## Start DATASET CONTENT

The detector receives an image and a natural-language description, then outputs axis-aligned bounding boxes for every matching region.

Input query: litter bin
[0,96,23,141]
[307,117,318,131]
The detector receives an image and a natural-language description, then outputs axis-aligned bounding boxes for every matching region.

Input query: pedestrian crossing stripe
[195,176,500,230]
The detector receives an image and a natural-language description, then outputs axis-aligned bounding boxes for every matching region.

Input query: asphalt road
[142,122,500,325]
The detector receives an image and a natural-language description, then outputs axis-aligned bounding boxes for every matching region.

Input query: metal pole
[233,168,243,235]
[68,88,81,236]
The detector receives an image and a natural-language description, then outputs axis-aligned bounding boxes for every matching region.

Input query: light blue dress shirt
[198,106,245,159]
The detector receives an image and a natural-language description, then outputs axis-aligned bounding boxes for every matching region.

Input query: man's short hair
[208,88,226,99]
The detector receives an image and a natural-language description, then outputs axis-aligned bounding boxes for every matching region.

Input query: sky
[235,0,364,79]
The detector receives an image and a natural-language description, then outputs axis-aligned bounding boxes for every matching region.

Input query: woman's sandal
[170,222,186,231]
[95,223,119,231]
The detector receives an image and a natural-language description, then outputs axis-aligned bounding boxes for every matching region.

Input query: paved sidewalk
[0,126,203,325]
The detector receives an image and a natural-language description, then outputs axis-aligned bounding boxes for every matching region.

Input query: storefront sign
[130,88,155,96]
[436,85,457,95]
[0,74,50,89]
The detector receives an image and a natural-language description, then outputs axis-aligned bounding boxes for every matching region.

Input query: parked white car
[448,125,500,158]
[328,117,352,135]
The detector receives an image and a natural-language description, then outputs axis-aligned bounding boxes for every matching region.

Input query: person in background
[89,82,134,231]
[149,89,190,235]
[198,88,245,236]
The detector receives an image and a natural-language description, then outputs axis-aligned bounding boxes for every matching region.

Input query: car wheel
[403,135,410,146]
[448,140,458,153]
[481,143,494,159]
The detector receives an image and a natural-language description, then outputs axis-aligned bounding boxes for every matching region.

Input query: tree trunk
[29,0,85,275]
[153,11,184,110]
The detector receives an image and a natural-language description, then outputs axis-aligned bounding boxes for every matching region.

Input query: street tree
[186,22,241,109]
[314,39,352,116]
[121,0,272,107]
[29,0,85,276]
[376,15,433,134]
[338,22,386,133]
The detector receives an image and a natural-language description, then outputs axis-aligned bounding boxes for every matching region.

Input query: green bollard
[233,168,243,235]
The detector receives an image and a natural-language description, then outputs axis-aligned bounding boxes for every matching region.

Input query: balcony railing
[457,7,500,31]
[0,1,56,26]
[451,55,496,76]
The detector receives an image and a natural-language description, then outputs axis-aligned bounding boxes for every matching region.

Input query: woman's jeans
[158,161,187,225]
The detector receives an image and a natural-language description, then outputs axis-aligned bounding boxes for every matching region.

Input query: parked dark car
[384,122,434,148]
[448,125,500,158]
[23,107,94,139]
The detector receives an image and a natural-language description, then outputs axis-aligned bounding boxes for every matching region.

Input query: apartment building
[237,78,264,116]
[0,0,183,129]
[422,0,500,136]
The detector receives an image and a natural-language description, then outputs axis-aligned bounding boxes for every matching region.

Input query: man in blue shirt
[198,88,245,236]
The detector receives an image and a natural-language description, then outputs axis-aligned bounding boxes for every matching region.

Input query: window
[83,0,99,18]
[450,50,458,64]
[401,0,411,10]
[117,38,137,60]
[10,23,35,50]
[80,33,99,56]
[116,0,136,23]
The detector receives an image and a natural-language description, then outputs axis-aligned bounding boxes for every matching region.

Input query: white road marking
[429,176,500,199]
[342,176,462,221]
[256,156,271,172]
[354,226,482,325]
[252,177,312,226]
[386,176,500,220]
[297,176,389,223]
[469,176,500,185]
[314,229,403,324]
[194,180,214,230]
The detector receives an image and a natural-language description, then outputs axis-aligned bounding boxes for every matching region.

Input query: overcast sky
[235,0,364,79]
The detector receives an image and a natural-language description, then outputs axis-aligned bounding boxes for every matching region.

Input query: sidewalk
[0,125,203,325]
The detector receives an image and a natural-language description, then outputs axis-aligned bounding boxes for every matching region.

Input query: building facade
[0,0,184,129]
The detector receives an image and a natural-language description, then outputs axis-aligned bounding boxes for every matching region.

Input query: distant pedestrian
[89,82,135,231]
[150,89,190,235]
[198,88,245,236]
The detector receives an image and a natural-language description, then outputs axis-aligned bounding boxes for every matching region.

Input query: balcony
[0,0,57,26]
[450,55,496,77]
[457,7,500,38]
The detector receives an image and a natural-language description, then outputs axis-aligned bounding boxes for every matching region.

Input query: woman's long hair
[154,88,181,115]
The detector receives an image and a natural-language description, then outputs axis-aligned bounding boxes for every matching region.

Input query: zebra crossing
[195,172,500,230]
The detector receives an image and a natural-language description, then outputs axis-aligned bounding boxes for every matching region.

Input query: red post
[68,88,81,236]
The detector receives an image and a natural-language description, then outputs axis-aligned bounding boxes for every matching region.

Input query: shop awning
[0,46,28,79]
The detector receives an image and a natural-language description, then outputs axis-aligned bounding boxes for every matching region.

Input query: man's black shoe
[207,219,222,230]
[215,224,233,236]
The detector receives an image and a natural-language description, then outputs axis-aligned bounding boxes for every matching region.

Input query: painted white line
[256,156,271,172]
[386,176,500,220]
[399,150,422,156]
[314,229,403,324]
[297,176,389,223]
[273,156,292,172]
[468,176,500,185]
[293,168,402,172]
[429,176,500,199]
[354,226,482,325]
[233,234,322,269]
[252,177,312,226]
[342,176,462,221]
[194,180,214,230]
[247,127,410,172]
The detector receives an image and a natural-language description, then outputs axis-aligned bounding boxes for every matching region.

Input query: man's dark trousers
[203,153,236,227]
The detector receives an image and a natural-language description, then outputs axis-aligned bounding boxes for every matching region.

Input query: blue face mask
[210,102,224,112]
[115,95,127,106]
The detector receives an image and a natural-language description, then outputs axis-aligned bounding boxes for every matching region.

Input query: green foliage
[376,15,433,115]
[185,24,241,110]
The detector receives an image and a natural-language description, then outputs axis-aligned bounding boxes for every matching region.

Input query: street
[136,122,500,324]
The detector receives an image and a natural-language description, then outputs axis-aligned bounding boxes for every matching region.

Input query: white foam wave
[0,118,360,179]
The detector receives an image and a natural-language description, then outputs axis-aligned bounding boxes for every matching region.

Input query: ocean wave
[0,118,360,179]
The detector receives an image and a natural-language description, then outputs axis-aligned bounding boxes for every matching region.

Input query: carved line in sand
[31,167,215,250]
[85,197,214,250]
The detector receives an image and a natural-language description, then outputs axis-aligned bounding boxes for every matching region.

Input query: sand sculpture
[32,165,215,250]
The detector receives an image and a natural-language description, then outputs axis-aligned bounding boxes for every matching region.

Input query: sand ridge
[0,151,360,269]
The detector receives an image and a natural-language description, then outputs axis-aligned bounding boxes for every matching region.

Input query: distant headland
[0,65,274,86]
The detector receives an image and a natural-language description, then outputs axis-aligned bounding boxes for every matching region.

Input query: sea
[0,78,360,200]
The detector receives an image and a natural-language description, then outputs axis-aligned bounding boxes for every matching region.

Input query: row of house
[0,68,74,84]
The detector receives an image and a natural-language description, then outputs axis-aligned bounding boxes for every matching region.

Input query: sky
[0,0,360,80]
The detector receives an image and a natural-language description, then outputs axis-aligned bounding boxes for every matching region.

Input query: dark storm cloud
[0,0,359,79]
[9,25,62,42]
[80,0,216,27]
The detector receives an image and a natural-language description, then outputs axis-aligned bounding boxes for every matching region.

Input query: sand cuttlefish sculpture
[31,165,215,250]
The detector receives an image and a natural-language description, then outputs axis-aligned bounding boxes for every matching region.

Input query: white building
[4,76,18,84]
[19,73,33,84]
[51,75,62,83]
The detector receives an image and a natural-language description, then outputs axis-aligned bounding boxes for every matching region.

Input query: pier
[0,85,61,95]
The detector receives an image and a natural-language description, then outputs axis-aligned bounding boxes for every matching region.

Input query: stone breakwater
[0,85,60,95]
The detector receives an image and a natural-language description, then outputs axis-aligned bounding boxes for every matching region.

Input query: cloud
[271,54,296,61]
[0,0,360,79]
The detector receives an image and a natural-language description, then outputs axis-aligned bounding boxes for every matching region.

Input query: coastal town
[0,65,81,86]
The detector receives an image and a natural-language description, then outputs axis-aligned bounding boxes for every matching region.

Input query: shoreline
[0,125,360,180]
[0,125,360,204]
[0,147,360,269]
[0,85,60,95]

## End DATASET CONTENT

EXERCISE DESCRIPTION: Show each line from the items above that contains the string "cloud", copying the lines unchanged.

FULL ANSWER:
Input query: dark storm cloud
Input query: cloud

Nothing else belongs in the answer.